▸ **The request**
Write out the entire listing below exactly, with the pictures left out.

Pointing dataset records
- - - - -

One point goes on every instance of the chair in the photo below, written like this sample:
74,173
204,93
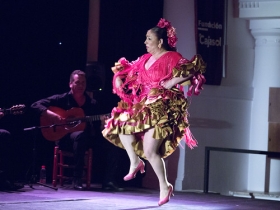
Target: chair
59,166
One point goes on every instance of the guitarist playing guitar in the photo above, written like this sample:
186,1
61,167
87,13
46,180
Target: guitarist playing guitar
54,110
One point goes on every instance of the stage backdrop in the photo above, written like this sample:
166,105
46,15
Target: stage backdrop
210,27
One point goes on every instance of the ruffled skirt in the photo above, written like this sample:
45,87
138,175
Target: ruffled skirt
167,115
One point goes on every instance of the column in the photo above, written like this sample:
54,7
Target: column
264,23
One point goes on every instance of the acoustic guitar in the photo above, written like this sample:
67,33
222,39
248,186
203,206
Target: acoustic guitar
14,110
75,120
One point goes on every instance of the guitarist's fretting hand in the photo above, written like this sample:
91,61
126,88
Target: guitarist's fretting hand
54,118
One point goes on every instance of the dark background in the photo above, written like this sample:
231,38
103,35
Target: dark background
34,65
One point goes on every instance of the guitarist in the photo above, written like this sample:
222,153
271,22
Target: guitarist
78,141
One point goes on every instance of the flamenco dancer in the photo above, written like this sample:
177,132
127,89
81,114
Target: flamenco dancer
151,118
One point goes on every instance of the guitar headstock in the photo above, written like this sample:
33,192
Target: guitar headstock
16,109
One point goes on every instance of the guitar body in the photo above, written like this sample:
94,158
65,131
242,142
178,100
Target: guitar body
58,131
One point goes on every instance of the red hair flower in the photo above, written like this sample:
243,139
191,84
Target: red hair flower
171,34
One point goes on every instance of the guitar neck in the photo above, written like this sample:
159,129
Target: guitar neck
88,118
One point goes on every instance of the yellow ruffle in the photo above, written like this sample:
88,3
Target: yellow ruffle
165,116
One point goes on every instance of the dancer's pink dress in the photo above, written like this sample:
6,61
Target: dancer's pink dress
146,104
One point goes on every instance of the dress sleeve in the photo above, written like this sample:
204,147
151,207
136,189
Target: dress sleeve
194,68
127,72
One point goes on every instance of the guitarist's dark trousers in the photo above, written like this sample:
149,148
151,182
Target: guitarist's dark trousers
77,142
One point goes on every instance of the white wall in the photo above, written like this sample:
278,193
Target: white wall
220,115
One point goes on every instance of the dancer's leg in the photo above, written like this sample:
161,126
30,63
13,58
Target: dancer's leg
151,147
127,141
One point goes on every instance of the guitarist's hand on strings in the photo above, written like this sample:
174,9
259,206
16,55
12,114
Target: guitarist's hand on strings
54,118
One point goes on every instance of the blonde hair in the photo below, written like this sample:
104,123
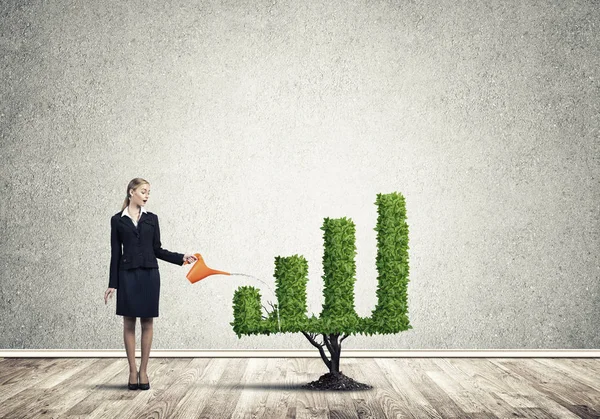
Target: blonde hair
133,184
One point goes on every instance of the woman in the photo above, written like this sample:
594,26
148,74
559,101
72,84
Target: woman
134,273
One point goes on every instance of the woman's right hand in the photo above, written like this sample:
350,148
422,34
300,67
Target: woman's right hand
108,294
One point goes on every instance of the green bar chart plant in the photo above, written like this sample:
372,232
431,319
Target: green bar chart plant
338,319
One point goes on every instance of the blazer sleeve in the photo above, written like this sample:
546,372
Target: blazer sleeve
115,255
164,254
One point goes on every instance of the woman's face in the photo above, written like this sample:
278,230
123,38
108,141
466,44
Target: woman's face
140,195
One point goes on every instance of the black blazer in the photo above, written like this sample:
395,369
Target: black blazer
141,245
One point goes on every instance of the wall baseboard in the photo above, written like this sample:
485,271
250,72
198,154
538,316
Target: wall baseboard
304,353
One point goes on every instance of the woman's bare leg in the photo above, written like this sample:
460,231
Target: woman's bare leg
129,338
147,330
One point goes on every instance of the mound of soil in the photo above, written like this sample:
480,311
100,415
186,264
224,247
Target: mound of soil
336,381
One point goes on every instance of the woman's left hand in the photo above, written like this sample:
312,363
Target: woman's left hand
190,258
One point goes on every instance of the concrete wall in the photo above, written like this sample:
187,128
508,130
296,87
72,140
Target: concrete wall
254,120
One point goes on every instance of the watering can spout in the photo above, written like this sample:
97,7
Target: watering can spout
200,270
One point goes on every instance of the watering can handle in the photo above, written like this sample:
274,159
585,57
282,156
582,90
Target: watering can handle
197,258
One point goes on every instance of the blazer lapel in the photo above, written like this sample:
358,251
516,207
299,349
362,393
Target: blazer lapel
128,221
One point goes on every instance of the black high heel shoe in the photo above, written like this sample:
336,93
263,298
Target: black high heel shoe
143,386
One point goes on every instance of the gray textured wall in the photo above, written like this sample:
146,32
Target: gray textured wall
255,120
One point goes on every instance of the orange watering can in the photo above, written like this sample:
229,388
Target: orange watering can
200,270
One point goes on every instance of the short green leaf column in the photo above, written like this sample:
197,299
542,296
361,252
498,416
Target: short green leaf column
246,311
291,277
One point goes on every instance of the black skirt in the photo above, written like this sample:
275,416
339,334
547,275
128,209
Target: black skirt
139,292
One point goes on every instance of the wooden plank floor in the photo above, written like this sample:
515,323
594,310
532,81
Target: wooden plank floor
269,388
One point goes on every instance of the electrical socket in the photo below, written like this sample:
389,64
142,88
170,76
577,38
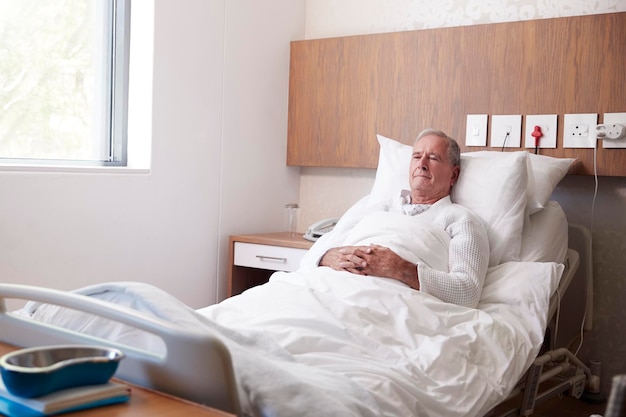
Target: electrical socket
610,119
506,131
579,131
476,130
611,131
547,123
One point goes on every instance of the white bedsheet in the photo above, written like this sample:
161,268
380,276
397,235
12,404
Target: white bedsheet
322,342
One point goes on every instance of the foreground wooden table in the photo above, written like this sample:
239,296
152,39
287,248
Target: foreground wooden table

- - - - -

▸ **Solution**
One point goes on every instance of the chair in the photo below, written like this sample:
74,173
204,93
Target: chair
59,166
One point goes on every instance of the guitarist playing guitar in the photo above, written like this sample:
186,1
61,167
87,13
46,180
Target: guitarist playing guitar
54,110
One point goes on every instance of the stage backdrop in the photo above, written like this sample:
166,105
46,15
Target: stage backdrop
210,27
One point goes on every instance of the ruffled skirt in the photo above, written like this sample:
45,87
138,175
Target: ruffled skirt
167,115
One point goes on every instance of the column in the photo above, written like this sample:
54,7
Target: column
264,23
One point goes on every instance of the acoustic guitar in the photo above, written like this sample:
67,33
222,39
248,186
203,206
Target: acoustic guitar
14,110
75,120
One point goes on every instance of the guitarist's fretting hand in the photo above, written like this sample:
91,61
126,88
Target: guitarist's fretting hand
54,118
One point goes on every instance of the dark background in the photo above, written like this sample:
231,38
103,35
Target: dark background
34,65
One point goes on every instance of the guitarist in the photo above, written like this sample:
222,153
271,22
Target: guitarist
78,141
One point goes on every instance of the flamenco dancer in the photo above, written like this sample:
177,132
127,89
81,114
Target: flamenco dancer
151,118
One point goes on every instance of the guitar headstock in the photo above, written like this sample:
33,192
Target: guitar headstock
16,109
One point goes on every instance of the guitar body in the photo above, written like this sample:
94,158
65,131
242,142
178,100
Target: guitar body
58,131
One point goes on every instance of the red hair flower in the photo above, written like this sample:
243,139
191,84
Target: red hair flower
171,34
One point goes on every instance of the guitar neck in the photo above, written like this sample:
159,129
Target: guitar neck
88,118
One point goes on every instance of the yellow ruffle in the photo above, written like this sample:
88,3
Target: yellow ruffle
165,116
One point goes on every instance of the dancer's pink dress in the photo above, written like this sample:
6,61
Target: dancer's pink dress
146,104
One point goes on every instance of the dress sleeve in the photo above, written like this sample:
204,147
151,207
136,189
Target: dress sleeve
194,68
127,72
One point goes on every instance of the guitarist's dark trousers in the photo above, written like this sample:
149,148
151,182
Target: guitarist's dark trousers
77,142
One point goes on every instance of the white wall in the photo above, written like this sample:
278,193
Target: white wall
220,115
One point goes on every instance of the dancer's leg in the photo above, written like this sample:
161,126
30,63
13,58
Target: dancer's leg
151,147
127,141
One point goes on every instance of the guitarist's hand on strings in the photo above, written like this sample:
174,9
259,206
16,55
12,114
Target: guitarist's hand on strings
54,118
One point goes on every instance of the blonde hair in the photo below, written like this sample:
104,123
Target: blonde hair
133,184
One point goes on every instance of the woman in the photo above, written like this sample:
594,26
148,74
559,101
72,84
Target: woman
134,273
One point goes on every instance of the woman's right hand in the photo above, written like this sample:
350,148
422,34
300,67
Target: woman's right hand
108,294
One point goes on every instance of the green bar chart plant in the photo above, written like this sample:
372,232
431,319
Target: green bar chart plant
338,319
One point goes on every instance of the blazer sleeve in the photo above, written like this sample:
546,372
Target: blazer sleeve
115,255
164,254
One point goes on every instance of the woman's face in the photo above, written like this sample:
278,230
123,38
108,141
466,44
Target: woman's face
140,195
One point goes on every instance of the black blazer in the photo above, written like this sample:
395,369
Target: black blazer
141,245
One point goes on every instance of the wall baseboard in the photo above, written like this sample:
485,271
250,72
198,154
538,316
Target: wall baseboard
304,353
One point goes on every instance of the woman's bare leg in the photo above, written like this sample:
460,231
Target: woman's bare leg
129,338
147,330
One point goes on every instance of the mound of soil in the photo above, written like this sample:
480,311
100,415
186,264
224,247
Target: mound of soil
336,381
One point goes on every instance of the woman's left hand in the photo above, written like this sample:
312,363
Target: woman's left hand
190,258
One point goes on every instance of the concrete wall in the photo above, written like this sample:
187,128
508,130
296,87
72,140
Target: concrete wall
254,120
One point goes on every instance of the watering can spout in the photo above, written like this sample:
97,7
Target: watering can spout
200,270
One point goes on every instance of the watering can handle in the photo above, written like this sample:
274,159
585,57
282,156
582,90
Target: watering can handle
197,258
One point goes on every instance of the blazer lapel in the photo above, written like this sample:
358,251
516,207
299,349
362,393
Target: blazer lapel
128,221
One point goes on every instance of the black high heel shoe in the photo above, written like this sample:
336,93
263,298
Target: black high heel shoe
143,386
One point goes on every instance of the gray textured wall in the photo above, written like this sample:
146,32
Target: gray textured wall
255,120
One point goes on every instance of the orange watering can in the photo above, written like this sample:
229,388
Target: orange watering can
200,270
One point goes on every instance of the short green leaf column in the photo above, written like this sample:
197,299
542,296
361,252
498,416
Target: short green leaf column
246,311
291,277
One point goes on every instance of the black skirt in the photo above, written like this sample:
275,416
339,334
547,275
128,209
Target: black skirt
139,292
One point goes on every instance of the wooden plank floor in the photo above, written like this sample:
515,323
594,310
532,81
Target: wooden plank floor
269,388
One point goes on every instance of the electrical socket in the photo below, written like this sample:
389,64
142,88
170,76
577,38
Target: electrical socket
610,119
506,131
579,131
476,130
611,131
547,123
One point goes on every instance of the white bedsheet in the photo above, written like this sample:
161,268
380,276
397,235
12,404
Target: white bedsheet
322,342
One point goes on every instance of the foreground wooden table in the photo above, written like this sample:
239,296
152,39
287,248
Target: foreground wooden table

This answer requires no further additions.